Requirement: Each line below should be written out again exactly.

========================================

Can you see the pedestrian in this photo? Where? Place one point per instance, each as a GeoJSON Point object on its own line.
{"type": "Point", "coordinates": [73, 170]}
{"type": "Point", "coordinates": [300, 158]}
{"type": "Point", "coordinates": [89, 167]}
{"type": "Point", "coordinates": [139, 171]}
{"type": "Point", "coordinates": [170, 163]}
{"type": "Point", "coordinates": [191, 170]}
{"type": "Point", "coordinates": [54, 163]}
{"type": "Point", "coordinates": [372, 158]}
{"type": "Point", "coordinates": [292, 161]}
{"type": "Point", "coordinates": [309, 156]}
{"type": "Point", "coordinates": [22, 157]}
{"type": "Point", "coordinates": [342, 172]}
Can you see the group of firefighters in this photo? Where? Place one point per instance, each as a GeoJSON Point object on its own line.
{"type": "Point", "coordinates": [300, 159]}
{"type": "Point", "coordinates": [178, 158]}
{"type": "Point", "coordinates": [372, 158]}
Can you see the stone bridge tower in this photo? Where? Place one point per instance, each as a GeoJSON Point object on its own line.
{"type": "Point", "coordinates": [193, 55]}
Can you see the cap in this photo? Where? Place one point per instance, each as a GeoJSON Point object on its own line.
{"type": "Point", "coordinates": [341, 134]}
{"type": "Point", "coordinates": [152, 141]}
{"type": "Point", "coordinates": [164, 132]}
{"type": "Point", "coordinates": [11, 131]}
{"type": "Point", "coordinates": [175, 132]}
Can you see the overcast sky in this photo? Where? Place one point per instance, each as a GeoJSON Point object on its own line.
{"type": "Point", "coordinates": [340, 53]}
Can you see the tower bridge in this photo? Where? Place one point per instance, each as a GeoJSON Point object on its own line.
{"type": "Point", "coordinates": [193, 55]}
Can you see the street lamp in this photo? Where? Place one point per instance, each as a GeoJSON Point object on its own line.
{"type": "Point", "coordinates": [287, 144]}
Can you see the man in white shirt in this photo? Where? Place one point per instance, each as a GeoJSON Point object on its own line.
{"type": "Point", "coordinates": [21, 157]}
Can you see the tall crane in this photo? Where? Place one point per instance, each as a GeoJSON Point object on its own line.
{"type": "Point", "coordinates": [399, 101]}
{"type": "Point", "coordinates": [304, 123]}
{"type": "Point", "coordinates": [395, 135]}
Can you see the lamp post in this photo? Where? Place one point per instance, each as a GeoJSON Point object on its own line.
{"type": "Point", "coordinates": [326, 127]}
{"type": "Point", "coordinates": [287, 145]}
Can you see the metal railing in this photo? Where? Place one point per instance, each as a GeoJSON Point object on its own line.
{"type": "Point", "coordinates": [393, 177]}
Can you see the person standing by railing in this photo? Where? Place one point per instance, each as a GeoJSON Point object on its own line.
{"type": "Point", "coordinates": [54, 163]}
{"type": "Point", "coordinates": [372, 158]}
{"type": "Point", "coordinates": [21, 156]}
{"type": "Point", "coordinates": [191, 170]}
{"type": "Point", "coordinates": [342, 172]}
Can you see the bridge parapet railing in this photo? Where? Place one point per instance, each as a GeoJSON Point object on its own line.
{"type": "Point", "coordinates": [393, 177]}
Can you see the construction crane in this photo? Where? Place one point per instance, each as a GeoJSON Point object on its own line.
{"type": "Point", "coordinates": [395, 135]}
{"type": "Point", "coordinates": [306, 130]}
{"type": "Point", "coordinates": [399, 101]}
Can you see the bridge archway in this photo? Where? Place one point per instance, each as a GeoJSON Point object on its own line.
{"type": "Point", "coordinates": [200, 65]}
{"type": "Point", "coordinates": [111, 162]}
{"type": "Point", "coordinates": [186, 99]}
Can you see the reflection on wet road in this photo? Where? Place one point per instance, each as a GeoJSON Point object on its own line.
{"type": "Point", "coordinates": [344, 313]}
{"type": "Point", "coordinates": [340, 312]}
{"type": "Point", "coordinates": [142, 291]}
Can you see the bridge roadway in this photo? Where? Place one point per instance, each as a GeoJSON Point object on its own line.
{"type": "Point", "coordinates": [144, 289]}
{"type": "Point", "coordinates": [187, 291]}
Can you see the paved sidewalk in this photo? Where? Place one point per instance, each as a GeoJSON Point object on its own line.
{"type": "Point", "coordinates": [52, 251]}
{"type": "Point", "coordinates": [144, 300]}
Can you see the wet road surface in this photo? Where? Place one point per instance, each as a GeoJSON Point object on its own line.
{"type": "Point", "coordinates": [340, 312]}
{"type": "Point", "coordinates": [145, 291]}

========================================

Output of the task:
Can you see the pedestrian in this photo? Where? Place one point per instance, each as a GeoJSON Point object on its own line.
{"type": "Point", "coordinates": [73, 170]}
{"type": "Point", "coordinates": [300, 158]}
{"type": "Point", "coordinates": [89, 167]}
{"type": "Point", "coordinates": [139, 171]}
{"type": "Point", "coordinates": [170, 163]}
{"type": "Point", "coordinates": [191, 170]}
{"type": "Point", "coordinates": [54, 163]}
{"type": "Point", "coordinates": [372, 158]}
{"type": "Point", "coordinates": [292, 161]}
{"type": "Point", "coordinates": [309, 156]}
{"type": "Point", "coordinates": [22, 157]}
{"type": "Point", "coordinates": [342, 172]}
Can you see the group of firefighters in this photo? Where? Place one point per instance, each as a GeoJSON Point object on its own line.
{"type": "Point", "coordinates": [300, 159]}
{"type": "Point", "coordinates": [178, 158]}
{"type": "Point", "coordinates": [372, 158]}
Can you see the stone bridge tower in this photo? Where? Place one point per instance, each as a GeoJSON Point object on its own line.
{"type": "Point", "coordinates": [193, 55]}
Can you see the cap in this photo? Where? Place one point per instance, each as a GeoJSON Point object on its own line.
{"type": "Point", "coordinates": [341, 134]}
{"type": "Point", "coordinates": [152, 141]}
{"type": "Point", "coordinates": [164, 132]}
{"type": "Point", "coordinates": [11, 131]}
{"type": "Point", "coordinates": [175, 132]}
Can you see the overcast sky in this photo? Where? Place one point per instance, each as a GeoJSON Point object on its own line.
{"type": "Point", "coordinates": [340, 53]}
Can you see the tower bridge in this photo? Where? Place one point per instance, each as a GeoJSON Point object on its own line.
{"type": "Point", "coordinates": [193, 55]}
Can you see the street lamp in this photo? Where? Place one point per instance, each as a GeoJSON Point object on its own line.
{"type": "Point", "coordinates": [287, 144]}
Can you see the man in white shirt in this photo? Where? Place one point per instance, each as a GeoJSON Point object on its own line.
{"type": "Point", "coordinates": [21, 157]}
Can you see the tall crane in this photo? Where? Place one point per instance, each as a GeoJSON Point object on its own line.
{"type": "Point", "coordinates": [399, 101]}
{"type": "Point", "coordinates": [304, 123]}
{"type": "Point", "coordinates": [395, 135]}
Can you see the lamp post in this photo? Where? Place one point per instance, each as a GeoJSON Point object on its own line.
{"type": "Point", "coordinates": [326, 127]}
{"type": "Point", "coordinates": [287, 145]}
Can you see the metal railing in this photo? Where? Place one point per instance, each as a GeoJSON Point object on its own line.
{"type": "Point", "coordinates": [393, 177]}
Can you see the person standing by railing in this photo? Where? Place one point per instance, each as a GeoJSON Point object on its own line.
{"type": "Point", "coordinates": [54, 163]}
{"type": "Point", "coordinates": [372, 158]}
{"type": "Point", "coordinates": [21, 156]}
{"type": "Point", "coordinates": [191, 170]}
{"type": "Point", "coordinates": [342, 172]}
Can you see the bridge parapet railing in this photo? Where? Place one point per instance, each as a GeoJSON Point object on its own line.
{"type": "Point", "coordinates": [393, 177]}
Can you see the construction crane in this photo? Where? Place one point per instance, each as a GeoJSON Point object on its own line.
{"type": "Point", "coordinates": [395, 135]}
{"type": "Point", "coordinates": [306, 130]}
{"type": "Point", "coordinates": [399, 101]}
Can you see the bridge archway in this photo? Where? Place one point per instance, each as a GeoJSON Point object on its own line.
{"type": "Point", "coordinates": [200, 65]}
{"type": "Point", "coordinates": [111, 162]}
{"type": "Point", "coordinates": [186, 99]}
Can you see the reflection on wet road in this photo? Where? Place one point per instance, each as a GeoJSON Point object on its own line.
{"type": "Point", "coordinates": [344, 313]}
{"type": "Point", "coordinates": [340, 312]}
{"type": "Point", "coordinates": [142, 291]}
Can you see the bridge roadway in this photo? Where? Place one point per instance, each as a GeoJSON Point object on its own line.
{"type": "Point", "coordinates": [144, 289]}
{"type": "Point", "coordinates": [187, 291]}
Can you see the paved sidewalk in this photo? Where? Place one point per instance, each as a GeoJSON Point object on its own line.
{"type": "Point", "coordinates": [52, 251]}
{"type": "Point", "coordinates": [144, 300]}
Can you see the wet road surface in this photo? Where? Place one point per instance, each as a GeoJSON Point object on its own line.
{"type": "Point", "coordinates": [340, 312]}
{"type": "Point", "coordinates": [145, 291]}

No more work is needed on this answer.